▶ WRITTEN TASK: Pull out the material from its start through the line containing "pixel 750 260", word for word, with both ends included. Leave the pictures out of your answer.

· · · · ·

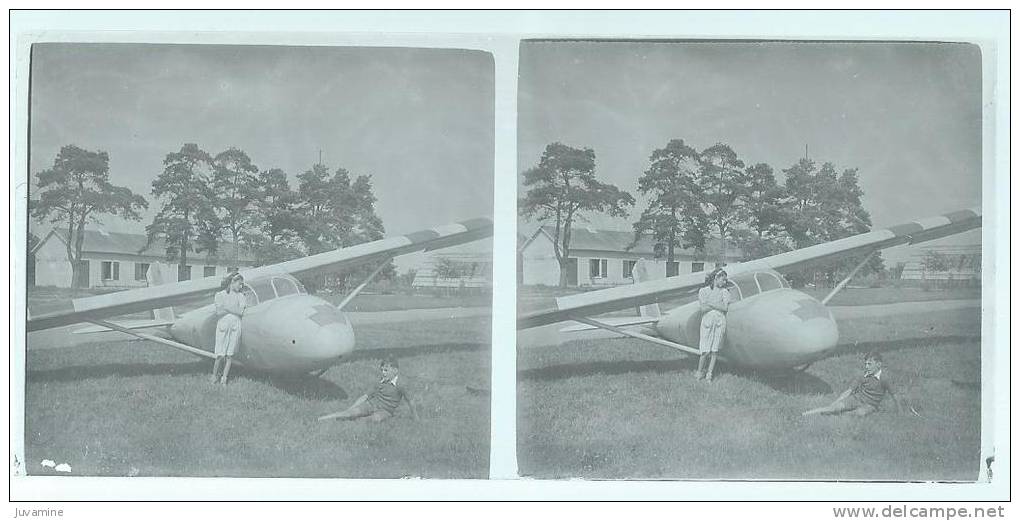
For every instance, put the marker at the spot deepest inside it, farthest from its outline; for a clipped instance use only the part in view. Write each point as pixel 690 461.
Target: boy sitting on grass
pixel 379 404
pixel 865 395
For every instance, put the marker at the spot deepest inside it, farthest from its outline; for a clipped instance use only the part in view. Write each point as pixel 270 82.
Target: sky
pixel 420 121
pixel 907 115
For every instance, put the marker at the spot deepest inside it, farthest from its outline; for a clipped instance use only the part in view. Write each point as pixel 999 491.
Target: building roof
pixel 135 244
pixel 614 241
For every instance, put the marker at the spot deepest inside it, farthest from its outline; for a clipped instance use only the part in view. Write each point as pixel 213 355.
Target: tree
pixel 234 178
pixel 721 187
pixel 187 220
pixel 562 187
pixel 763 232
pixel 825 206
pixel 75 192
pixel 448 268
pixel 337 212
pixel 275 223
pixel 673 216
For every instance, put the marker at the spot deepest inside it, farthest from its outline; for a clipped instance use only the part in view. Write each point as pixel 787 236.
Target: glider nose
pixel 813 336
pixel 333 342
pixel 784 328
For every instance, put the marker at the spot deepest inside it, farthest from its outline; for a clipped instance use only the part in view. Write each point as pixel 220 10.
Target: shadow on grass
pixel 303 385
pixel 434 349
pixel 85 372
pixel 792 382
pixel 899 345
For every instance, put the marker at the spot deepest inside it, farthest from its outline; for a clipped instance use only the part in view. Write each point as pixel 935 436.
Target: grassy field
pixel 623 409
pixel 536 299
pixel 133 408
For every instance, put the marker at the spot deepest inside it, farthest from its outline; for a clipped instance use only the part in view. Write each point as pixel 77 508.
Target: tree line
pixel 208 201
pixel 694 196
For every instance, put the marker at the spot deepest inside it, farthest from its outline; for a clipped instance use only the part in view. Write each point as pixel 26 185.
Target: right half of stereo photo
pixel 750 260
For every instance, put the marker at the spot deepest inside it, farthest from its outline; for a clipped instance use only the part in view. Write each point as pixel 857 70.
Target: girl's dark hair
pixel 225 283
pixel 710 277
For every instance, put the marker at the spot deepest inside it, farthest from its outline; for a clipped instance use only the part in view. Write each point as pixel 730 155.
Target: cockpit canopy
pixel 745 287
pixel 263 290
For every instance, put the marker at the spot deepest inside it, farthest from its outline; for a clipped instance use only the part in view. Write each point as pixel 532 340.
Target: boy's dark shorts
pixel 854 403
pixel 367 408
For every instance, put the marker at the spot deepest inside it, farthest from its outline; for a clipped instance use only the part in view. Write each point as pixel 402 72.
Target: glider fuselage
pixel 769 325
pixel 284 329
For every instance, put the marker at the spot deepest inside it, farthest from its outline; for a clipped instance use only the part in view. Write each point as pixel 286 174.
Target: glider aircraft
pixel 769 325
pixel 284 328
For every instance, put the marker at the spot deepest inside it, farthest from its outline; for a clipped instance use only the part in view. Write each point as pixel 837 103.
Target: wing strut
pixel 634 334
pixel 350 297
pixel 838 288
pixel 153 337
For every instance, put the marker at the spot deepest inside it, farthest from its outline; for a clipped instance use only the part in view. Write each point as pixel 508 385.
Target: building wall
pixel 540 262
pixel 52 267
pixel 541 266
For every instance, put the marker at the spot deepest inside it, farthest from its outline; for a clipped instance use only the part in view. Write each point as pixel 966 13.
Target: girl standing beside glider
pixel 231 304
pixel 714 300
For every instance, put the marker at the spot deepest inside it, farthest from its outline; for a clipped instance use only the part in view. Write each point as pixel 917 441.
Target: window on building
pixel 111 270
pixel 284 287
pixel 628 269
pixel 672 268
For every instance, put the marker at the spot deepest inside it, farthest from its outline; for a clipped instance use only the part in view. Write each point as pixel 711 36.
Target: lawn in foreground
pixel 135 408
pixel 624 409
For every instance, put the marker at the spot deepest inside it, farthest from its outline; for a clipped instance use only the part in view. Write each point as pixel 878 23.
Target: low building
pixel 461 267
pixel 120 260
pixel 602 258
pixel 945 263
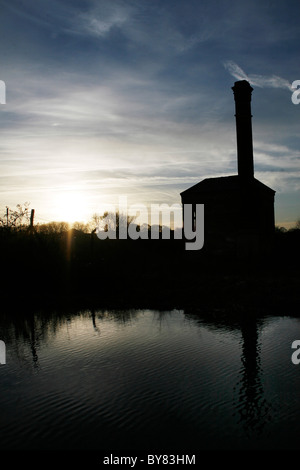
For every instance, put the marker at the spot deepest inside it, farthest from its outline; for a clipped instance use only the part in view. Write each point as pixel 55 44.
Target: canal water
pixel 145 379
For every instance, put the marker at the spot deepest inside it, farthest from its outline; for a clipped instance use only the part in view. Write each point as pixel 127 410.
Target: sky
pixel 132 98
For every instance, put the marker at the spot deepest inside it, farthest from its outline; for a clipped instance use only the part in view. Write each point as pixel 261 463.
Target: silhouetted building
pixel 239 209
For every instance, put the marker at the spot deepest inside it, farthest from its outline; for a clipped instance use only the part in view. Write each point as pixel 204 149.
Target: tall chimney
pixel 242 96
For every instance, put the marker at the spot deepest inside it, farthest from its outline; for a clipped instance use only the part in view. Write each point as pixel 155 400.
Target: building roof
pixel 227 183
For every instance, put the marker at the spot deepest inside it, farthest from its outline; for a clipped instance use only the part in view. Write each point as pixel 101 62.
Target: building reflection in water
pixel 254 410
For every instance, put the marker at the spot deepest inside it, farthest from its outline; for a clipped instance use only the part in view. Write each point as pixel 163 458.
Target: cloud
pixel 261 81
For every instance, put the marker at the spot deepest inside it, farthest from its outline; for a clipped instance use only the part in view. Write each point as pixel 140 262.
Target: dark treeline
pixel 51 267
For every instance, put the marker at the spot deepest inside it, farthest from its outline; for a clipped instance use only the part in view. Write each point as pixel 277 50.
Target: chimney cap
pixel 242 85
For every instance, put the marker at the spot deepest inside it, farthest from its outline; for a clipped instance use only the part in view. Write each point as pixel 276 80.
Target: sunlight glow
pixel 70 206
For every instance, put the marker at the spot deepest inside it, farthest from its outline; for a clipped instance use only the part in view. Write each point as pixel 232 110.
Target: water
pixel 147 379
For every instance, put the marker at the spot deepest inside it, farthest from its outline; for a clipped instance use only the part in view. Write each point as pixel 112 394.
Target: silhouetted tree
pixel 111 221
pixel 17 218
pixel 53 228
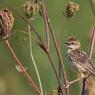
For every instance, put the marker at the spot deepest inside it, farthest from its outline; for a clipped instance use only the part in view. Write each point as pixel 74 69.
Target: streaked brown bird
pixel 78 58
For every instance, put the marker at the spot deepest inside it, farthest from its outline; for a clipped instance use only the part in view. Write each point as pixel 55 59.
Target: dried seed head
pixel 30 9
pixel 6 22
pixel 71 9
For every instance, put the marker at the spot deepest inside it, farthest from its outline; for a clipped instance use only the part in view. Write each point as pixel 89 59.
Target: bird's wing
pixel 83 60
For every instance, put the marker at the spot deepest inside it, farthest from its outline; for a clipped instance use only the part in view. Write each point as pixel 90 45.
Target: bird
pixel 79 60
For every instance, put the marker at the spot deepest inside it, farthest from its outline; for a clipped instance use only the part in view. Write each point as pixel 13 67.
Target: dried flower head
pixel 31 8
pixel 71 9
pixel 6 22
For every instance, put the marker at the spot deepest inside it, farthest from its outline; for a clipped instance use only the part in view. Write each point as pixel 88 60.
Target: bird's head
pixel 73 43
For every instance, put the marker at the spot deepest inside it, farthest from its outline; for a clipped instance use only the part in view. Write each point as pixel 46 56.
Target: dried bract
pixel 30 9
pixel 71 9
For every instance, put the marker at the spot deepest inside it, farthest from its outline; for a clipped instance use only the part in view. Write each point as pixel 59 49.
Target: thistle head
pixel 73 43
pixel 6 22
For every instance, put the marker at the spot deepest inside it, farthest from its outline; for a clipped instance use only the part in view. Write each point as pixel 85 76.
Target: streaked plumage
pixel 78 58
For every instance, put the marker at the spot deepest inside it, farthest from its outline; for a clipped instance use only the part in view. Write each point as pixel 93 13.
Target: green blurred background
pixel 13 82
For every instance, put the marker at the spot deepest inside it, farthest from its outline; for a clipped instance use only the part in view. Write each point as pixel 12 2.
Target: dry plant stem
pixel 92 43
pixel 56 73
pixel 92 6
pixel 31 82
pixel 24 19
pixel 45 22
pixel 34 63
pixel 59 54
pixel 90 55
pixel 84 87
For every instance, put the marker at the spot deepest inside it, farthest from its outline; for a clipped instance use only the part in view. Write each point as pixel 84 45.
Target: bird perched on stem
pixel 78 58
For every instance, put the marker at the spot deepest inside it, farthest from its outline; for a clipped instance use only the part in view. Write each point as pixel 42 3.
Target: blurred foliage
pixel 12 82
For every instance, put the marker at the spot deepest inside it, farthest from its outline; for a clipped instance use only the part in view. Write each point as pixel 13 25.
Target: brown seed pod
pixel 6 22
pixel 31 8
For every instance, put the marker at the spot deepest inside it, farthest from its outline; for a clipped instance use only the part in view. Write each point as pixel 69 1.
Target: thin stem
pixel 92 43
pixel 92 6
pixel 31 82
pixel 84 87
pixel 45 22
pixel 33 60
pixel 56 73
pixel 24 19
pixel 59 54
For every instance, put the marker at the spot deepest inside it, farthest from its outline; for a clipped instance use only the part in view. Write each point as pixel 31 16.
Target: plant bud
pixel 71 9
pixel 30 9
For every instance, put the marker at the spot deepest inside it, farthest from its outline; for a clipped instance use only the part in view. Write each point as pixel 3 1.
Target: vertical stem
pixel 59 55
pixel 84 87
pixel 45 22
pixel 33 60
pixel 31 82
pixel 92 43
pixel 46 19
pixel 56 73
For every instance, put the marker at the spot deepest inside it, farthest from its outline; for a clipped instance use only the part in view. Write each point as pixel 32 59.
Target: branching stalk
pixel 45 22
pixel 33 60
pixel 59 54
pixel 27 76
pixel 92 43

· · · · ·

▶ SOLUTION:
For every instance, put the marker at the spot deepest inside it, farthest from its outline; for a clipped instance use only the part in view. Write each point as pixel 690 461.
Target: boy sitting on grass
pixel 379 404
pixel 865 395
For every instance, put the marker at the spot deepest inside it, farthest from its outline; for a clipped instance use only the part in view. Write each point as pixel 270 82.
Target: sky
pixel 420 121
pixel 907 115
For every instance, put the marker at the spot deepest inside it, farthest from its outline; for a clipped instance use only the part in view. Write each point as pixel 999 491.
Target: building roof
pixel 135 244
pixel 614 241
For every instance, put the marker at the spot deepest inside it, farthest from its outline; for a clipped instance use only the part in view. Write each point as pixel 213 355.
Target: tree
pixel 234 178
pixel 721 187
pixel 187 220
pixel 562 187
pixel 763 232
pixel 825 206
pixel 75 192
pixel 448 268
pixel 337 212
pixel 275 223
pixel 673 216
For every instance, put the marker at the spot deepest inside it, farthest from its outline; for a clipped instance use only the part in view. Write each point as pixel 787 236.
Target: glider nose
pixel 813 336
pixel 333 342
pixel 784 328
For every instance, put the marker at the spot deepest inside it, farthest from its outline; for a clipped instance use only the part in view. Write each point as pixel 220 10.
Target: shadow on grass
pixel 303 385
pixel 434 349
pixel 85 372
pixel 792 382
pixel 899 345
For every instance, put the marker at the spot deepest inside it, farthest from its outline; for a clipped instance use only the part in view. Write each point as pixel 935 436.
Target: grassy field
pixel 623 409
pixel 536 299
pixel 133 408
For every instance, put the marker at the spot deepest inside it, farthest from its outline; for a clipped instance use only the part in view. Write each point as pixel 77 508.
Target: tree line
pixel 208 201
pixel 694 196
For every instance, put the marker at the spot deepest inside it, farthest from its outline; for a clipped instance use only the part in view. Write each point as pixel 26 185.
Target: right half of stereo photo
pixel 750 260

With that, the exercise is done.